• _SOURCE TEXT_

Begin

Whilst UN experts have questioned the wisdom of making agreements with North Korean entities possibly in breach of UN sanctions, the ABC makes no suggestion that either Mr Schurmann or Mr Sutton are involved in any financial wrongdoing.

The geologist views North Korea as a final frontier, a vast untapped mineral wealth that will pay astronomical dividends for the companies who have "the guts to go in there".

"The people are trustworthy and respectful and the conditions there are pretty good," Mr Schurmann added in his phone call with Mr Mailey.

"Compared to Africa, it's a walk in the park."

Mr Schurmann said he was given a "clean bill of health" by the Foreign Affairs Department.

The ABC understands the potential sanctions-breaking deals have not been referred to the Australian Federal Police for investigation.

Mr Newcomb said it was "regrettable" Australia was not investigating the possible breach.

The Department of Foreign Affairs and Trade (DFAT) declined an interview request by the ABC but said in a statement it takes "credible allegations of non-compliance with sanctions very seriously".

Neither AAT or EHG ever started trading on the ASX.

AAT was fined for failing to lodge half-yearly reports and transferred its sub-license to an undisclosed third party.

In late 2014, EHG announced to the ASX it would no longer pursue its North Korean mining deposit.

End

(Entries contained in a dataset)

Begin

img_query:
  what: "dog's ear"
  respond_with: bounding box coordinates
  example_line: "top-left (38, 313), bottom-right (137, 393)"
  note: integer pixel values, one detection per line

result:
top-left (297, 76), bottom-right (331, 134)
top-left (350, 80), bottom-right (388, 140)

End

• _STATED TASK_
Retype the North Korea mining deals text in full, without changing a single word.

• _TASK OUTPUT_
Whilst UN experts have questioned the wisdom of making agreements with North Korean entities possibly in breach of UN sanctions, the ABC makes no suggestion that either Mr Schurmann or Mr Sutton are involved in any financial wrongdoing.

The geologist views North Korea as a final frontier, a vast untapped mineral wealth that will pay astronomical dividends for the companies who have "the guts to go in there".

"The people are trustworthy and respectful and the conditions there are pretty good," Mr Schurmann added in his phone call with Mr Mailey.

"Compared to Africa, it's a walk in the park."

Mr Schurmann said he was given a "clean bill of health" by the Foreign Affairs Department.

The ABC understands the potential sanctions-breaking deals have not been referred to the Australian Federal Police for investigation.

Mr Newcomb said it was "regrettable" Australia was not investigating the possible breach.

The Department of Foreign Affairs and Trade (DFAT) declined an interview request by the ABC but said in a statement it takes "credible allegations of non-compliance with sanctions very seriously".

Neither AAT or EHG ever started trading on the ASX.

AAT was fined for failing to lodge half-yearly reports and transferred its sub-license to an undisclosed third party.

In late 2014, EHG announced to the ASX it would no longer pursue its North Korean mining deposit.